- _OPDRACHT_
Schrijf verder aan de tekst met uitspraken van bekende trainers over paardrijden. Begin direct na de laatste zin.

Paardrijden is een zeer ingewikkelde bezigheid, waarbij denken, zien, voelen en doen allemaal meespelen

Enkele uitspraken van bekende "klassieke" trainers

ALBERT VOORN

Albert Voorn is een bekende springruiter en won Goud op het Nederlands Kampioenschap en Zilver op de Olympische spelen met de lastigste paarden uit het circuit. Hij heeft een logische kijk op paardrijden:

''Als de manier van rijden problemen geeft die je weer moet oplossen, dan kun je toch beter zo gaan rijden dat die problemen helemaal niet ontstaan? Men trekt het paard in elkaar. En om de een of andere reden moet hij altijd 50 centimeter korter worden dan hij is. Het paard gaat vervolgens vluchten en de ruiter zegt dan: hij is sterk.

En dan geeft men nog meer been om dat op te lossen. Het paard gaat nog meer voorwaarts en wordt nog sterker. Ik geef geen been als een paard trekt. En ik trek niet, ik hou tegen. Daarom heb ik nooit druk op de teugels, niet meer dan het gewicht van de teugel zelf.''

Albert zelf zou als paard niet veel pikken van een ruiter:

'Ik ging in een hoek liggen als ik een paard was en een ruiter op mijn rug kreeg''.

''Wij ruiters zijn succesvol dankzij het acceptatievermogen van het paard dat we rijden. Hoe hoger het paard in het bloed staat, hoe minder het accepteert van de ruiter. Volbloeden werden altijd gezien als lastig. Zo zie ik dat niet. Ze hebben een sterk rechtvaardigheidsgevoel. Ze accepteren minder.''

Een geweldige ruiter, die geen concessies doet aan zijn sponsoren, maar alles bekijkt uit het oogpunt van het paard.  

Dus ook alle verreden ( verpeste) paarden van andere ruiters krijgt, en . . . deze dieren weer aan het lopen krijgt. 


ANONIEM

Kunst eindigt waar geweld begint. Geweld begint waar kennis ophoudt.


BENT BRANDERUP

Bent Branderup stelt: '"Dressuur is er voor het paard. Het paard is er niet voor de dressuur''.

- _GETOONDE ITEMS_
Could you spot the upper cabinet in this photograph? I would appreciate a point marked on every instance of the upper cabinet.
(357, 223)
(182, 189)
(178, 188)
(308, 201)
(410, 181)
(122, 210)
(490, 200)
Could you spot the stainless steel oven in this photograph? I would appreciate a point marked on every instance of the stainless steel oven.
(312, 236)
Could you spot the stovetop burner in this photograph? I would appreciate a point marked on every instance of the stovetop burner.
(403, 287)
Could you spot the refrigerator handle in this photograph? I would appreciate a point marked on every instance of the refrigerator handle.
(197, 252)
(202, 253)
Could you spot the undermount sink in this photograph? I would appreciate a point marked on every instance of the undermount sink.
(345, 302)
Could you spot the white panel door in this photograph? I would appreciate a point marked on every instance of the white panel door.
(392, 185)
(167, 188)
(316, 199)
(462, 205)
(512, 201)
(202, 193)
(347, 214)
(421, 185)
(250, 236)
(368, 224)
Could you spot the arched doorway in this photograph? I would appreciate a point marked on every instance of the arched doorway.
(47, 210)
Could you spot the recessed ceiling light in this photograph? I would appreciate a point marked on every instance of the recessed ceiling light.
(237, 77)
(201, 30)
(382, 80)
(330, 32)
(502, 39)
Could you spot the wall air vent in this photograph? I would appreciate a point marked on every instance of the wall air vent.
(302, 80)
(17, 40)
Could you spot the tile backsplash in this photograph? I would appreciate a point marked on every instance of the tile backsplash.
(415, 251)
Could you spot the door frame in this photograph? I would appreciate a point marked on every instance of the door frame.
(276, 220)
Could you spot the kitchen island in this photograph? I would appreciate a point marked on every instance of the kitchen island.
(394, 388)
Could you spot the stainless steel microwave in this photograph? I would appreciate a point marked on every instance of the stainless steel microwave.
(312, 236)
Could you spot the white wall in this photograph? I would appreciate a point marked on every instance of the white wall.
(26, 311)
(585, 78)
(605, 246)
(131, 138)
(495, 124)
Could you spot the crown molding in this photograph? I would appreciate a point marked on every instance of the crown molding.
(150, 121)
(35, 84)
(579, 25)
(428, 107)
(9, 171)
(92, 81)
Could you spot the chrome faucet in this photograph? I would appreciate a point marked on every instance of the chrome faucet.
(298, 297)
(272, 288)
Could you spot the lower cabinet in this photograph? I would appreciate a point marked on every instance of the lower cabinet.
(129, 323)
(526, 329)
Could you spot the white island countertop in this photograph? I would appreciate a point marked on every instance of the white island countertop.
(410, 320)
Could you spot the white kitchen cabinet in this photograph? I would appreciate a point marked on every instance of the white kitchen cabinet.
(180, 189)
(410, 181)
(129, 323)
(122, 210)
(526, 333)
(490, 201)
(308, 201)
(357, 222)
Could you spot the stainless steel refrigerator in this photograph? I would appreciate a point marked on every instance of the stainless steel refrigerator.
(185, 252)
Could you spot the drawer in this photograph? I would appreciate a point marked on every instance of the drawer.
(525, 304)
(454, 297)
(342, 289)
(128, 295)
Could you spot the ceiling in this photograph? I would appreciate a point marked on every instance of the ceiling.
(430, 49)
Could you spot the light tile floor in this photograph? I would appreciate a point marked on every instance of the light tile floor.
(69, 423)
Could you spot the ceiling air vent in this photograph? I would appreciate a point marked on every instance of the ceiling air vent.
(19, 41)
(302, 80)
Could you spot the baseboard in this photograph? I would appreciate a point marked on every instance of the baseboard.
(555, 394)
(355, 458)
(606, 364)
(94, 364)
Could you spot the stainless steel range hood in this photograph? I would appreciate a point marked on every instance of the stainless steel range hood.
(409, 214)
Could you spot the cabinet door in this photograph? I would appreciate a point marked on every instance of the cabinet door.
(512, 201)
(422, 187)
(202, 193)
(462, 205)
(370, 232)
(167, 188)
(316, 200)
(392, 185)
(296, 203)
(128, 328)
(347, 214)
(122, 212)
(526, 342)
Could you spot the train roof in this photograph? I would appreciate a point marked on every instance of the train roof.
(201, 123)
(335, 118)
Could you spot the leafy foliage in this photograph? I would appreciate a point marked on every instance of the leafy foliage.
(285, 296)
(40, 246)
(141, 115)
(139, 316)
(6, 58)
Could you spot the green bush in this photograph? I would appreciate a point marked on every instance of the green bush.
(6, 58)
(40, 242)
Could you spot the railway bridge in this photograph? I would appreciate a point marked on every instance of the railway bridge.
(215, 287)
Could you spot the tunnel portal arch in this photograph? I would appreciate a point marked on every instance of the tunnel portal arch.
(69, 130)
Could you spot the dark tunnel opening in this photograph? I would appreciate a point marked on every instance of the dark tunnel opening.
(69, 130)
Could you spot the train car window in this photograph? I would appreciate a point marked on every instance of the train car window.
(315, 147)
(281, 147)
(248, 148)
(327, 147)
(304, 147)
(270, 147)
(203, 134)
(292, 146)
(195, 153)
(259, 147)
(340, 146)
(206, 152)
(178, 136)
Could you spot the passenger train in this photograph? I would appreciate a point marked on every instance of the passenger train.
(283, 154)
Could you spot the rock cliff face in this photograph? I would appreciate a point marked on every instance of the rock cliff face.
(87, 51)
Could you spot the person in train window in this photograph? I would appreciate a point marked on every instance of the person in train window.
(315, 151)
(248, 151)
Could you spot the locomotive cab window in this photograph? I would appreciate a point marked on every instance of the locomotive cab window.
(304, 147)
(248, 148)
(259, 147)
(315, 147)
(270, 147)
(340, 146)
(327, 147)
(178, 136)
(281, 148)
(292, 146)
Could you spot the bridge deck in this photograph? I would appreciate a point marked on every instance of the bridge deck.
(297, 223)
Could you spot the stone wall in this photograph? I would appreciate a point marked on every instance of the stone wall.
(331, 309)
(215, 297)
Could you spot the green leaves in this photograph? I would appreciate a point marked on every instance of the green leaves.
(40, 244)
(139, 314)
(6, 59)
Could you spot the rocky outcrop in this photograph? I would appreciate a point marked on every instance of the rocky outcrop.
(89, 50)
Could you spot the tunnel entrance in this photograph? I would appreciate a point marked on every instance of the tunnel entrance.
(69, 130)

---

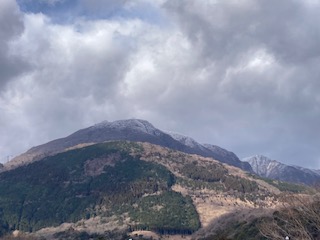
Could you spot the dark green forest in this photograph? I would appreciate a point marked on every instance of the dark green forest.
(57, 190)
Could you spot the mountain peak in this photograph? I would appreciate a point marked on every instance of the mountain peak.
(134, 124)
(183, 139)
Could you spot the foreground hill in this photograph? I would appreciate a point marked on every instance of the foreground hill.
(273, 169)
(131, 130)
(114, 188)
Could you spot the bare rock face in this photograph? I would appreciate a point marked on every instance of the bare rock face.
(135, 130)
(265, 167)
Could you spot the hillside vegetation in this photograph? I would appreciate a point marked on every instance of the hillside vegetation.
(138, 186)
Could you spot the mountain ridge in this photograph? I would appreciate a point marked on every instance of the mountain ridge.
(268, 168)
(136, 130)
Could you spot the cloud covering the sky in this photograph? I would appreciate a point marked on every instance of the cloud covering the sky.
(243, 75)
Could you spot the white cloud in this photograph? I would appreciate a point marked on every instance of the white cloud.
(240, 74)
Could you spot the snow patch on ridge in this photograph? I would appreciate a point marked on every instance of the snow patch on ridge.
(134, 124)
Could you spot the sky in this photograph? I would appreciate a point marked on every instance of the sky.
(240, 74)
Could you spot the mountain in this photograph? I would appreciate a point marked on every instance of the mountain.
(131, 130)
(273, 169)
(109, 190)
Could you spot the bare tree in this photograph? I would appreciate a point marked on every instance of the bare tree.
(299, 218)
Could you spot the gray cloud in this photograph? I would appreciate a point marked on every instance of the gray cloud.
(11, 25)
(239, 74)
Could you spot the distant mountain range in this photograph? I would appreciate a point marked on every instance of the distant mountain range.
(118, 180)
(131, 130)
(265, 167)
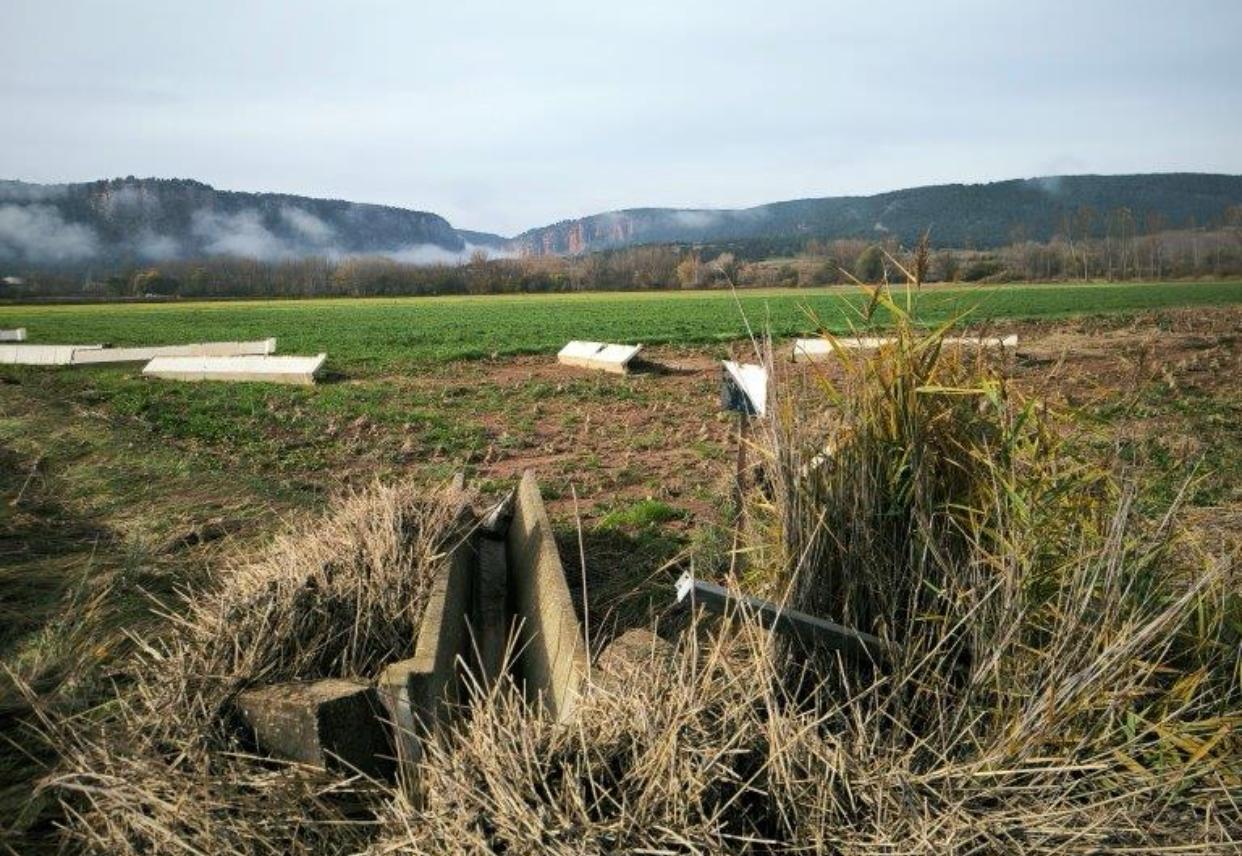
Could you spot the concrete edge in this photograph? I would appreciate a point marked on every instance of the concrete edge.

- _ANTWOORD_
Hij betreurt het dat de gemiddelde leeftijd van het paard niet ouder is dan 10.

Een paard is op zijn 8-ste pas volwassen en in de bloei van zijn leven op zijn 12-e. Bij de Spaanse rijschool zijn de paarden niet voor niets pas op hun 12e helemaal grondig klaar met de basis en voldoende bespierd, zodat ze alle oefeningen met gemak uit kunnen voeren.

Voorwaarts neerwaarts
Het rijden van een paard begint bij het paard voorwaarts neerwaarts rijden, waarbij het paard de hand zoekt en zijn bovenlijn stretcht. ''Ruiters rijden soms beroerder dan een koffer. Kijk maar naar pakezels, die dragen een last cq koffer op hun rug en hebben daarbij hun bovenlijn lang''.

Lengtebuiging
Daarnaast is de juiste lengtebuiging van oren tot staart van belang, zowel linksom als rechtsom. Door het vragen van stelling komt de binnenheup van het paard naar voren en kan het paard zijn binnenachterbeen onder zijn zwaartepunt gaan plaatsen.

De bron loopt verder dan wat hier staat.